▸ Problem statement: Display each line of the data below that contains the word "white". Copy every such line in full.

▸ Information given:
===============

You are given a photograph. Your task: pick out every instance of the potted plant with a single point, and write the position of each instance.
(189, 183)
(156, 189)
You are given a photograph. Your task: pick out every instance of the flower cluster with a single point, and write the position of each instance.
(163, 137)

===============

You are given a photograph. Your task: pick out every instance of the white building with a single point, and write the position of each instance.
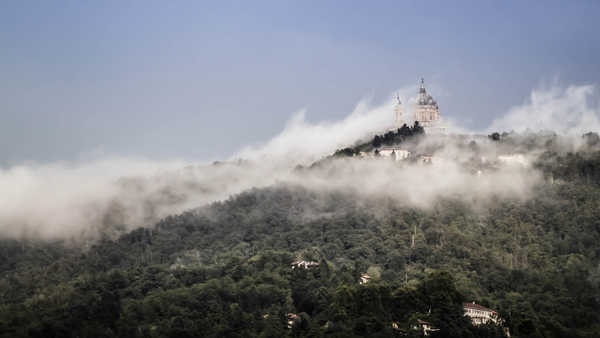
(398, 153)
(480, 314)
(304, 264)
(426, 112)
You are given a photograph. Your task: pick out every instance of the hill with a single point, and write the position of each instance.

===============

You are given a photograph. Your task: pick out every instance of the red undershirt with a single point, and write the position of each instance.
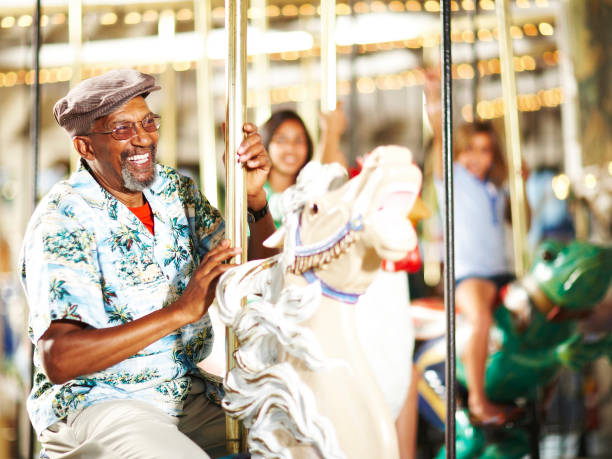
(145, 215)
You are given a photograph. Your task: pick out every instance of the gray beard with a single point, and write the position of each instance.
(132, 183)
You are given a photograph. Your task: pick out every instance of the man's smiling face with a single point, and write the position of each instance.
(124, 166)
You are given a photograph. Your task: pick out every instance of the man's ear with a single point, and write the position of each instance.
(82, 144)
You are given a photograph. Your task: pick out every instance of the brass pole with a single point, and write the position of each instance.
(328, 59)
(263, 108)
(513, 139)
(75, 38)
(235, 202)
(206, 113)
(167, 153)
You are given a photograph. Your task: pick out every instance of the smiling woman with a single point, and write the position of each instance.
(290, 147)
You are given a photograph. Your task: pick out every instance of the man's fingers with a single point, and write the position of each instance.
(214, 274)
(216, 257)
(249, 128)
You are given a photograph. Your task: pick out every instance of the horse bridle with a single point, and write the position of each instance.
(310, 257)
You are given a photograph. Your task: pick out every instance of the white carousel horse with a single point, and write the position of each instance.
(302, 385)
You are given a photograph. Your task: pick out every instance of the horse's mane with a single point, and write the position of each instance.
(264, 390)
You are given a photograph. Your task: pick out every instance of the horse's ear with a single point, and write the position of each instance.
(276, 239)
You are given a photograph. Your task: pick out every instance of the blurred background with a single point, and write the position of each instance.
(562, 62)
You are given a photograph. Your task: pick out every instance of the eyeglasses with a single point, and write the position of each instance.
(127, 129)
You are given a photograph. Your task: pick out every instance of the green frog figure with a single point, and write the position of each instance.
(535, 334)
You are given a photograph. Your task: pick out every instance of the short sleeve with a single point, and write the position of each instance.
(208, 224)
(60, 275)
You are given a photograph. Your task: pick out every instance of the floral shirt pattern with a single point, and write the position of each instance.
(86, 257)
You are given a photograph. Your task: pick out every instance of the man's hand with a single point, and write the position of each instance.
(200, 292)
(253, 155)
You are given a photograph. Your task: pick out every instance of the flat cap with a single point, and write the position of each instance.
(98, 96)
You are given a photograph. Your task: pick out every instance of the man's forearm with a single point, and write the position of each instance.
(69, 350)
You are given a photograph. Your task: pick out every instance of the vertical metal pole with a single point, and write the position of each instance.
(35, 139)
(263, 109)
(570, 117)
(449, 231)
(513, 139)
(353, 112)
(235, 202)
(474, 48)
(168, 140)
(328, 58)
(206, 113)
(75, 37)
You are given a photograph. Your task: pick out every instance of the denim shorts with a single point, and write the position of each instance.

===============

▸ Exercise response:
You are given a photograph. Your task: pick out every instance of the white building with a single point, and write the position of each instance.
You are given a photograph. Your task: pick out every instance of the white carousel horse with a single point, and write the position of each instance.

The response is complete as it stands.